[Extracted records]
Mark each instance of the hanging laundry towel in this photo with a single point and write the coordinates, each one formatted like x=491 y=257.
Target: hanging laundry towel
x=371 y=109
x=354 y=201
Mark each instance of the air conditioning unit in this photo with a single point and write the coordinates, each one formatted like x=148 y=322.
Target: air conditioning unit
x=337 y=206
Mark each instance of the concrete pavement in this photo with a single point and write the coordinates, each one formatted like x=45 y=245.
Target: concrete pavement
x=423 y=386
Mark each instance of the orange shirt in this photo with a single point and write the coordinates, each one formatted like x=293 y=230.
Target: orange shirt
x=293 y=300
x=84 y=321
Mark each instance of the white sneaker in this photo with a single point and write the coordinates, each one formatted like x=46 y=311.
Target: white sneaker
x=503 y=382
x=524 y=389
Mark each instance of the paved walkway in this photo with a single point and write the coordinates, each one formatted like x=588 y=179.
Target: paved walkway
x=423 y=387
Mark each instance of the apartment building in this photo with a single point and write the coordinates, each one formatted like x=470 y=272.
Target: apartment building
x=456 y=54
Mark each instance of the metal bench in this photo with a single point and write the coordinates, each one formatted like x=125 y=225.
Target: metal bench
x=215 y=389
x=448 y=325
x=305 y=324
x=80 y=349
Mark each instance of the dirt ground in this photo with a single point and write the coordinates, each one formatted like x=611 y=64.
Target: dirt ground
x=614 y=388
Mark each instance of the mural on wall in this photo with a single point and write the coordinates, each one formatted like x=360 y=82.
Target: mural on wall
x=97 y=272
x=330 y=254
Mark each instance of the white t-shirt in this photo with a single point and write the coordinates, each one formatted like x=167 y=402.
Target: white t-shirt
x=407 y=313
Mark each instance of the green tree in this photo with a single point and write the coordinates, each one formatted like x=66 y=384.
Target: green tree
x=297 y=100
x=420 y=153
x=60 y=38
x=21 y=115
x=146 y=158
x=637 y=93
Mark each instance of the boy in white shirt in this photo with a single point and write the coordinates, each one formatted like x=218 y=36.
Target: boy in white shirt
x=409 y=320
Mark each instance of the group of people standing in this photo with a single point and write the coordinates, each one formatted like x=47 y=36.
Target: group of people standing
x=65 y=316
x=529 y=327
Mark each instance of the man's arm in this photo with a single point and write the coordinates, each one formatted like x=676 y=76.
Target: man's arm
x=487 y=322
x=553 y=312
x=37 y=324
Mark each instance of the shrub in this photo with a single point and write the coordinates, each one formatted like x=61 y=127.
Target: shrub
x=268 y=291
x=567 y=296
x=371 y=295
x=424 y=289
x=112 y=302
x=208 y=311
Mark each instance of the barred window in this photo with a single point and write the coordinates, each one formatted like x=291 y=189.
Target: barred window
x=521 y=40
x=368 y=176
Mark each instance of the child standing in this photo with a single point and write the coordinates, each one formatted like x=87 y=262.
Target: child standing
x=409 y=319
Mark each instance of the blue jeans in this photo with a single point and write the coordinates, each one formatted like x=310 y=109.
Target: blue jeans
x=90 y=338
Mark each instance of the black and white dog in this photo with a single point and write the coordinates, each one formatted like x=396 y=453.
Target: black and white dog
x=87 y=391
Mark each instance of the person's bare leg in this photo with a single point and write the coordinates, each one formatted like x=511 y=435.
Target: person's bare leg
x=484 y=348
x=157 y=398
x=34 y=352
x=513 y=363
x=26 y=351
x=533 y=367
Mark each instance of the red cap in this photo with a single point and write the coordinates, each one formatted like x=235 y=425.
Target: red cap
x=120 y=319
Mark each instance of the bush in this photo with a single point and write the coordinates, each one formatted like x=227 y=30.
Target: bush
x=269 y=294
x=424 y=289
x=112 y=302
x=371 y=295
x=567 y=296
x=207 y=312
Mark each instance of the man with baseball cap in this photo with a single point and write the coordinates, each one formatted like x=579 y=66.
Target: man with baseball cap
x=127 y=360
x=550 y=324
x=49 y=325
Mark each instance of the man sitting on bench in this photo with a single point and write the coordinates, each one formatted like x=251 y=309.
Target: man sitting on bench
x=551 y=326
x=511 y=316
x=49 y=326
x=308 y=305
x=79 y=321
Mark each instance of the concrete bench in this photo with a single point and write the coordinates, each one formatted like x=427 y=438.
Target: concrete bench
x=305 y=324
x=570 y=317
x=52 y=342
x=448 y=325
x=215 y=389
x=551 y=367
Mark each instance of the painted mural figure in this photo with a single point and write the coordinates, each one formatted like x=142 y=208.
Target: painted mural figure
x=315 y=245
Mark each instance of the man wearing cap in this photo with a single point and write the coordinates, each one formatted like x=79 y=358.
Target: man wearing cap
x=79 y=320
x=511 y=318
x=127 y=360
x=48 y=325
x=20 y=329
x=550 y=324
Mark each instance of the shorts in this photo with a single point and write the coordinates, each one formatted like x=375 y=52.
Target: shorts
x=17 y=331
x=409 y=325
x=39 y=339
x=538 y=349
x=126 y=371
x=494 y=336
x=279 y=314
...
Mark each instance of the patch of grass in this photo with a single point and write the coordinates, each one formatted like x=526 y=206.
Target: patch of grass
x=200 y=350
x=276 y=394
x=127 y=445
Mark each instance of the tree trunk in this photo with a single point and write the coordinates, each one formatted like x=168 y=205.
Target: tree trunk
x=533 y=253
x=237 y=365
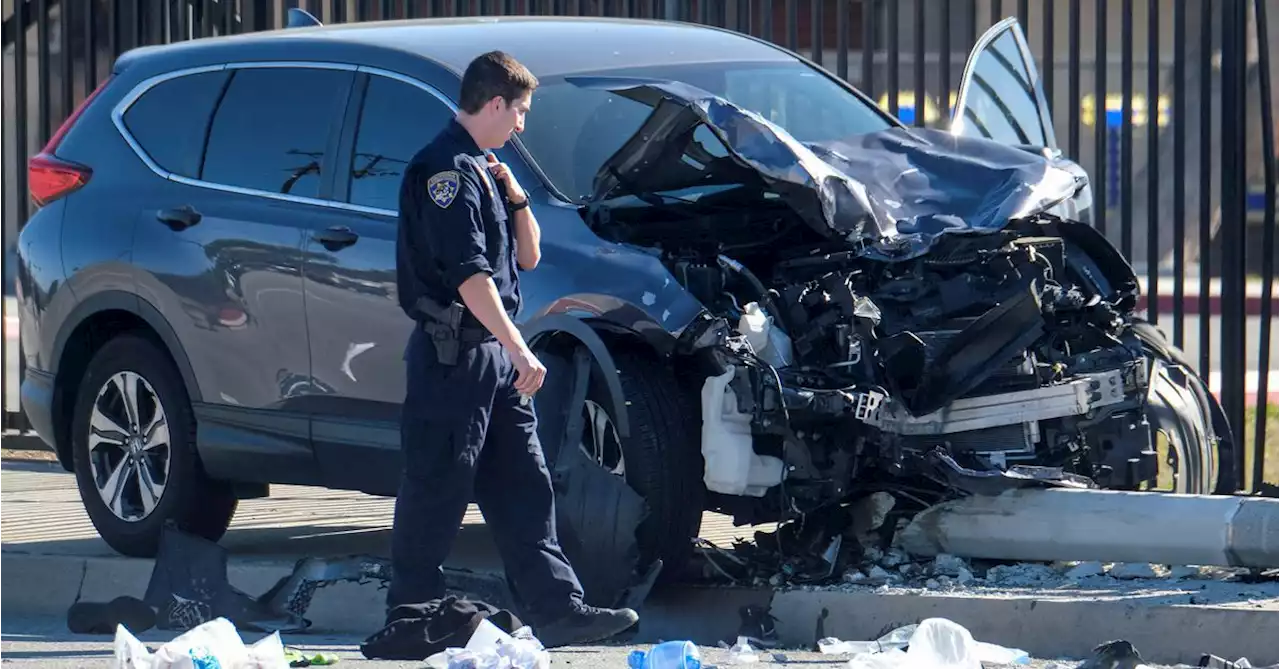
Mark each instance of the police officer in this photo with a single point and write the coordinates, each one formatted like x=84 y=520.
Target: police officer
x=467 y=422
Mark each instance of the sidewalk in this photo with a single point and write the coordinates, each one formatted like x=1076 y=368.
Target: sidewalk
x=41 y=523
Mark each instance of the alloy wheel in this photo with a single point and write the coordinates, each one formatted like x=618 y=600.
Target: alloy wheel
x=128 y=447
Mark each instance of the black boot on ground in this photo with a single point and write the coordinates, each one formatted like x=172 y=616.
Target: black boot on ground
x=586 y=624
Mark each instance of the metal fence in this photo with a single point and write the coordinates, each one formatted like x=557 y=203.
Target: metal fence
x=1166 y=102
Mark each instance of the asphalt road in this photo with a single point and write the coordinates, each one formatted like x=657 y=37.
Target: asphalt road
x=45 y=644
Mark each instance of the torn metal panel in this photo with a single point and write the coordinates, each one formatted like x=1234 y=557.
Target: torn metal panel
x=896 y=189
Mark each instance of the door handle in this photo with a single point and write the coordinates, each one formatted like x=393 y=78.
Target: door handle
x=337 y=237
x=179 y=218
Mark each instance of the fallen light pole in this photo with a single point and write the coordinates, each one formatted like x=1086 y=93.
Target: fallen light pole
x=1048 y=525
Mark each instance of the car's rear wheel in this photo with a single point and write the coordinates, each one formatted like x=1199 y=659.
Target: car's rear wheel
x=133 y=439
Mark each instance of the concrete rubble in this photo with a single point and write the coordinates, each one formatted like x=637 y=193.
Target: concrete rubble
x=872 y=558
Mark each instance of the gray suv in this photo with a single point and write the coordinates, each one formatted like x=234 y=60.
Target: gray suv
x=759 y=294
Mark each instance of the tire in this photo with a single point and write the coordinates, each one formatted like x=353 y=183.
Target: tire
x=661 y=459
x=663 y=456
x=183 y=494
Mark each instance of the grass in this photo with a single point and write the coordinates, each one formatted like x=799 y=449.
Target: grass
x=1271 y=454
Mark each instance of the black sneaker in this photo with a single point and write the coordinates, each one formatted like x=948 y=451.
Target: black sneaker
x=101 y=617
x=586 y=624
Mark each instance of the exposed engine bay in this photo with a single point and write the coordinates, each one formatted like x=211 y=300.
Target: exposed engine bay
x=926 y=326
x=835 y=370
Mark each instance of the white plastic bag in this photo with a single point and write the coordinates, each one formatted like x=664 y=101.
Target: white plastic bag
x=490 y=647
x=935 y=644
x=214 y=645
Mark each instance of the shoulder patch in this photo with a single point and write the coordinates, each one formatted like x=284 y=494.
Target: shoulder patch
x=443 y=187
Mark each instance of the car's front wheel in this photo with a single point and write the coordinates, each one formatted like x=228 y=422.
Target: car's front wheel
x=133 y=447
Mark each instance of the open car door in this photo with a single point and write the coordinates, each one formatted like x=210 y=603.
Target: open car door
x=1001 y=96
==
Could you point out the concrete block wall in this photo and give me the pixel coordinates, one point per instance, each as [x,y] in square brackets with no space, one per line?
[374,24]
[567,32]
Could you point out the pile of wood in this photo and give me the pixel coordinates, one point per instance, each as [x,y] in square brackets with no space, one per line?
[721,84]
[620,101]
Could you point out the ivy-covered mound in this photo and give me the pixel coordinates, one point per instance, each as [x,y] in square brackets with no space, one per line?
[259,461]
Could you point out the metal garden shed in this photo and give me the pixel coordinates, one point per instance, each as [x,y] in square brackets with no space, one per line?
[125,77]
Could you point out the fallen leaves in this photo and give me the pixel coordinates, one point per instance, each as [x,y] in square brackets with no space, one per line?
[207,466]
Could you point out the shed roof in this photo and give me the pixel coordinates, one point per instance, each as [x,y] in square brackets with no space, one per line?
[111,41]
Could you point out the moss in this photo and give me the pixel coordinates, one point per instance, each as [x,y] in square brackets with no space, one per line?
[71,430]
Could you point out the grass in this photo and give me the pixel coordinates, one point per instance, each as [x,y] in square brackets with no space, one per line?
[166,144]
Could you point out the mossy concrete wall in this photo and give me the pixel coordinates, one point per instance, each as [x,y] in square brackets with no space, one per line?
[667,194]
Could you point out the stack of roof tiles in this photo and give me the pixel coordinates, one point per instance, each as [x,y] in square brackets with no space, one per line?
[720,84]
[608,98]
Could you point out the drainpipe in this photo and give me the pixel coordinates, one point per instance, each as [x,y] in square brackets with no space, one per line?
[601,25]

[Stated exercise]
Update the records starting at the line that has "Mark each instance of the painted" and stopping after the line that has "x=279 y=314". Change "shorts" to "trousers", leave everything else unchanged, and return only those lines.

[Task answer]
Mark each instance of the painted mural figure in this photo with a single point and write the coordinates, each one formatted like x=142 y=208.
Target: painted mural figure
x=315 y=245
Mark each instance of the man wearing cap in this photo with a single point and write the coordinates, each one formatted like x=79 y=358.
Target: man wearing cap
x=79 y=320
x=511 y=318
x=127 y=360
x=48 y=325
x=20 y=329
x=550 y=324
Mark each instance of the trousers in this photo with a single point and write the coordinates, each one formatted like x=375 y=52.
Target: trousers
x=17 y=331
x=409 y=325
x=39 y=339
x=538 y=349
x=126 y=371
x=494 y=336
x=279 y=314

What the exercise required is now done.